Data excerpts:

################

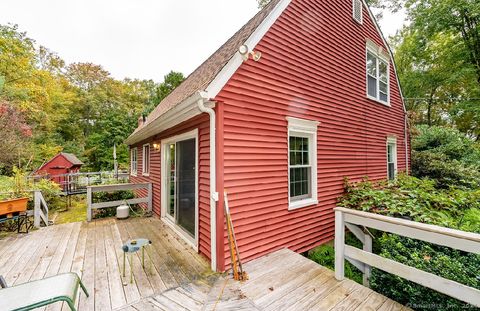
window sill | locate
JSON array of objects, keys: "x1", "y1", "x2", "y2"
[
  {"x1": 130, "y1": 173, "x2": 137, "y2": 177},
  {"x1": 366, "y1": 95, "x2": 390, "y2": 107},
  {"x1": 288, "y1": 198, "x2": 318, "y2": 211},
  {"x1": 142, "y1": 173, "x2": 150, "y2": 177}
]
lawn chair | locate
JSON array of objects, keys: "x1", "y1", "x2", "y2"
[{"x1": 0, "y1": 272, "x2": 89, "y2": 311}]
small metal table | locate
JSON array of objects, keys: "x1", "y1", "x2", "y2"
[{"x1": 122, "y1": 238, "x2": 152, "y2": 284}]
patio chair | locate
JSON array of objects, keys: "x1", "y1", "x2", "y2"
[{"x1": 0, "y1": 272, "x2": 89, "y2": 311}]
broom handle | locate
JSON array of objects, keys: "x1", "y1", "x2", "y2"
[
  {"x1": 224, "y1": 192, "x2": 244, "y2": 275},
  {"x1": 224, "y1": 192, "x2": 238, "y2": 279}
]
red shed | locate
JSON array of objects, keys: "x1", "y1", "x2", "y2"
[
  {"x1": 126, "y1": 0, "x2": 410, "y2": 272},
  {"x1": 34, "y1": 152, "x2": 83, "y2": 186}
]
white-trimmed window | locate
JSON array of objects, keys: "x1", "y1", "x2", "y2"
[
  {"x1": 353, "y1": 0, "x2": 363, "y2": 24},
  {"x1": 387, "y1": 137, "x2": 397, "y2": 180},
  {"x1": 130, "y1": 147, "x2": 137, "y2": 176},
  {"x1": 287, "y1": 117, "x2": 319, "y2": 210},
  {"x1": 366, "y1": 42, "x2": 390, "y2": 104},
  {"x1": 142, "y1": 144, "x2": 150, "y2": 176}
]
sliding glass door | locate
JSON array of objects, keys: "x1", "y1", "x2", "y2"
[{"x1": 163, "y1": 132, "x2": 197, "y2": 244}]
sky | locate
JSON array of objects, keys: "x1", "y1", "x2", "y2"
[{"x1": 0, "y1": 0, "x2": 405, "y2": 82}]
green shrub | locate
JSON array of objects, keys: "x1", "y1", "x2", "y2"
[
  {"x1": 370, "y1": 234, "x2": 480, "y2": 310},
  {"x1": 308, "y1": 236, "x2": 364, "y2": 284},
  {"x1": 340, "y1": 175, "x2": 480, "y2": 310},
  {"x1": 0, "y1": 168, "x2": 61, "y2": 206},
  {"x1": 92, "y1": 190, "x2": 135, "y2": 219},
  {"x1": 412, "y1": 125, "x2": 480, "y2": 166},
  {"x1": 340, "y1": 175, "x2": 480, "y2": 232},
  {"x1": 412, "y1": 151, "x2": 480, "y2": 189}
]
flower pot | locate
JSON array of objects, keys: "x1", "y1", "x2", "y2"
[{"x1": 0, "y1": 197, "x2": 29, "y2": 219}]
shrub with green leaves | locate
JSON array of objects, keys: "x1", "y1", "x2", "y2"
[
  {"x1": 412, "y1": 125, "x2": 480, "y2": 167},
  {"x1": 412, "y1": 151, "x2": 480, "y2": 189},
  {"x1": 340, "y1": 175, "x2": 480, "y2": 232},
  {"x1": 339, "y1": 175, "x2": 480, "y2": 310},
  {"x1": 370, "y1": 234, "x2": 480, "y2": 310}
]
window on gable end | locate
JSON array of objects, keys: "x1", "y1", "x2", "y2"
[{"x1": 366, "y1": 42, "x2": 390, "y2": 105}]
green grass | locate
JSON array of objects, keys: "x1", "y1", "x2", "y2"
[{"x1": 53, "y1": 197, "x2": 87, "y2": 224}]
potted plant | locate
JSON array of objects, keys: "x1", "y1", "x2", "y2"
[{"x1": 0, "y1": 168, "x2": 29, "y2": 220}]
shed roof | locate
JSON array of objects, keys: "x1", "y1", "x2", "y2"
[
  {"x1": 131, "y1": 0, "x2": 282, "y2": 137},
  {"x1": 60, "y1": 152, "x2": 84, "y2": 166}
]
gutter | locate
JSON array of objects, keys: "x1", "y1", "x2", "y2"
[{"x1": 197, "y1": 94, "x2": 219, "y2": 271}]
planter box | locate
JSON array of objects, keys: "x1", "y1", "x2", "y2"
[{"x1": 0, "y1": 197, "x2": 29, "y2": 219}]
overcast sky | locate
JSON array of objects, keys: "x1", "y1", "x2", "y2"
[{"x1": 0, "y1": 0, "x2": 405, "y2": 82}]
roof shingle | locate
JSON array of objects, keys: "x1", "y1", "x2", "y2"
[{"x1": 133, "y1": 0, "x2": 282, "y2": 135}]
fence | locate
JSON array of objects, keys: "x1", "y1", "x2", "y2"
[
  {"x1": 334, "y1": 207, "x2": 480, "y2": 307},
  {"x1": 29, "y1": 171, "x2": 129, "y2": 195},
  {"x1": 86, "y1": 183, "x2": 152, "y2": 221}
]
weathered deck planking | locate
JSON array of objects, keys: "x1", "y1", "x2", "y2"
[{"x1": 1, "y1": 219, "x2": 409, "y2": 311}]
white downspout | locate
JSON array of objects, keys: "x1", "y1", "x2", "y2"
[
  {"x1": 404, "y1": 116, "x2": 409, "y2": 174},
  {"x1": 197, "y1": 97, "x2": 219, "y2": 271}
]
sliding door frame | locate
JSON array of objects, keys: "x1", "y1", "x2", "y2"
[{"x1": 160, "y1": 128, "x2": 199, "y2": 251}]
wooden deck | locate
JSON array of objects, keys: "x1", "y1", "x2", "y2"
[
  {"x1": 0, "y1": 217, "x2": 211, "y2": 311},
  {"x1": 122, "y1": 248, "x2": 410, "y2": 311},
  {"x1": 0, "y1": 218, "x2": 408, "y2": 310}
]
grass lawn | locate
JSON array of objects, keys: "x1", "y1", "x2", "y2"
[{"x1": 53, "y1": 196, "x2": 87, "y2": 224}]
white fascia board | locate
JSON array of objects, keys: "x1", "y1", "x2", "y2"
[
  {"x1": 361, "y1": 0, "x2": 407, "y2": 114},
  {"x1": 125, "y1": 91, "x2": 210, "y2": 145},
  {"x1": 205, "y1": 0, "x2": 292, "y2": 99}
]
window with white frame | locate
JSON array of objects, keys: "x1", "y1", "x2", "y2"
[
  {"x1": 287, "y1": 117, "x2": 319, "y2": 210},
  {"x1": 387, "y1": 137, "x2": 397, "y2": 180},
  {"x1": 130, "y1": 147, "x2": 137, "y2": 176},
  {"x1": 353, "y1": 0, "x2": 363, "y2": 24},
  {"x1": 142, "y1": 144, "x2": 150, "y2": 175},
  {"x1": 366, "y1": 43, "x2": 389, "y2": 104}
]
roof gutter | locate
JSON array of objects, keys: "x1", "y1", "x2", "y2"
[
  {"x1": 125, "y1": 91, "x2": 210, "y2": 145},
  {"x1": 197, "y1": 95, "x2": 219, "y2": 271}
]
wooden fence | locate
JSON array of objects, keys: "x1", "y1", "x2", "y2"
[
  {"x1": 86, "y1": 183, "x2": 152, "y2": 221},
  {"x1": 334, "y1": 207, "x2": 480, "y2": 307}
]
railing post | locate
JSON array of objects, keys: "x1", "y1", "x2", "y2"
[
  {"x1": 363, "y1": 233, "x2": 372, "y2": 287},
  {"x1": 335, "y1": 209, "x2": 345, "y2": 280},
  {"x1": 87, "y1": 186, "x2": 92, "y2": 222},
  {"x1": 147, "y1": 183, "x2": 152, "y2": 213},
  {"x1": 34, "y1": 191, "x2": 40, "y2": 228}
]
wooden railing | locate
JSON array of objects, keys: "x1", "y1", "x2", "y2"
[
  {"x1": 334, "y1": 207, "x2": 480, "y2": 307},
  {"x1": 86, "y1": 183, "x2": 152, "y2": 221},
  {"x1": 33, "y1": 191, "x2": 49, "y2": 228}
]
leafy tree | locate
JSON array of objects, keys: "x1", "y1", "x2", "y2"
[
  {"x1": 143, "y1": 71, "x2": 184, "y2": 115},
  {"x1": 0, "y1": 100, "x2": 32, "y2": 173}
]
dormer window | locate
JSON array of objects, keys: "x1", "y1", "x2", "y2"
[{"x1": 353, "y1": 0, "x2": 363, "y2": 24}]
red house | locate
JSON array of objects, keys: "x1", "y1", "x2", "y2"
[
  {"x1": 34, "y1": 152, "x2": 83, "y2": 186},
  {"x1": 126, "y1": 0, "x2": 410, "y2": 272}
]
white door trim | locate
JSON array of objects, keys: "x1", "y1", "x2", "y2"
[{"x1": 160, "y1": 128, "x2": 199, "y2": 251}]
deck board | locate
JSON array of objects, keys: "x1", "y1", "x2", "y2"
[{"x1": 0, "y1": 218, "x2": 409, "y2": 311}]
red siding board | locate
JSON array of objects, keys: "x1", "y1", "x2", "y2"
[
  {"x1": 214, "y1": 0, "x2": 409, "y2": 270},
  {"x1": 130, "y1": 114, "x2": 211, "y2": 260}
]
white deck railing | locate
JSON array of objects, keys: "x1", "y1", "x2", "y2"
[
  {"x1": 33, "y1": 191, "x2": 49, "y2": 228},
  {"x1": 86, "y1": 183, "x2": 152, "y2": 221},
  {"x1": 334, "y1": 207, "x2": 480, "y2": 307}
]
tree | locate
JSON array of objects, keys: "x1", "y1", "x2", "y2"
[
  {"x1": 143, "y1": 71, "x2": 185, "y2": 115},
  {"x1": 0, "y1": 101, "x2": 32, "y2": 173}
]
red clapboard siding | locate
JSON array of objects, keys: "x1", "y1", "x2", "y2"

################

Prompt
Using the data above, extract exactly the lines from the one that holds "window on gable end | locate" to the one that holds "white fascia board | locate", both ends included, and no others.

Solution to this task
window on gable end | locate
JSON array of objects, keys: "x1", "y1", "x2", "y2"
[{"x1": 366, "y1": 42, "x2": 390, "y2": 105}]
green grass | locate
JSON array of objects, keys: "x1", "y1", "x2", "y2"
[{"x1": 53, "y1": 197, "x2": 87, "y2": 224}]
potted plant | locate
JSON array of objects, keys: "x1", "y1", "x2", "y2"
[{"x1": 0, "y1": 168, "x2": 29, "y2": 220}]
shed roof | locate
JSON array of objects, keys: "x1", "y1", "x2", "y2"
[
  {"x1": 131, "y1": 0, "x2": 282, "y2": 137},
  {"x1": 60, "y1": 152, "x2": 84, "y2": 166}
]
gutter | locate
JSON array of objects, keys: "x1", "y1", "x2", "y2"
[{"x1": 197, "y1": 94, "x2": 219, "y2": 271}]
planter box | locate
JSON array of objects, keys: "x1", "y1", "x2", "y2"
[{"x1": 0, "y1": 197, "x2": 29, "y2": 219}]
overcast sky | locate
JSON array of objects, keys: "x1", "y1", "x2", "y2"
[{"x1": 0, "y1": 0, "x2": 405, "y2": 82}]
roof shingle | locate
JSON array of objects, keys: "x1", "y1", "x2", "y2"
[{"x1": 133, "y1": 0, "x2": 282, "y2": 135}]
fence | locate
JSON array of objects, keys: "x1", "y1", "x2", "y2"
[
  {"x1": 334, "y1": 207, "x2": 480, "y2": 307},
  {"x1": 29, "y1": 171, "x2": 129, "y2": 195},
  {"x1": 86, "y1": 183, "x2": 152, "y2": 221}
]
weathered deck planking | locate
JSON array of objects, keys: "x1", "y1", "x2", "y2"
[{"x1": 1, "y1": 219, "x2": 409, "y2": 311}]
white downspout | locate
JSON array of objects, keys: "x1", "y1", "x2", "y2"
[
  {"x1": 404, "y1": 116, "x2": 409, "y2": 174},
  {"x1": 197, "y1": 97, "x2": 219, "y2": 271}
]
sliding door frame | locate
JSON array of objects, keys: "x1", "y1", "x2", "y2"
[{"x1": 160, "y1": 128, "x2": 199, "y2": 251}]
wooden deck | locate
JSON array of objects, keys: "x1", "y1", "x2", "y2"
[
  {"x1": 0, "y1": 217, "x2": 211, "y2": 311},
  {"x1": 122, "y1": 248, "x2": 410, "y2": 311},
  {"x1": 0, "y1": 218, "x2": 408, "y2": 310}
]
grass lawn | locate
JSON array of objects, keys: "x1", "y1", "x2", "y2"
[{"x1": 53, "y1": 196, "x2": 87, "y2": 224}]
white fascia board | locate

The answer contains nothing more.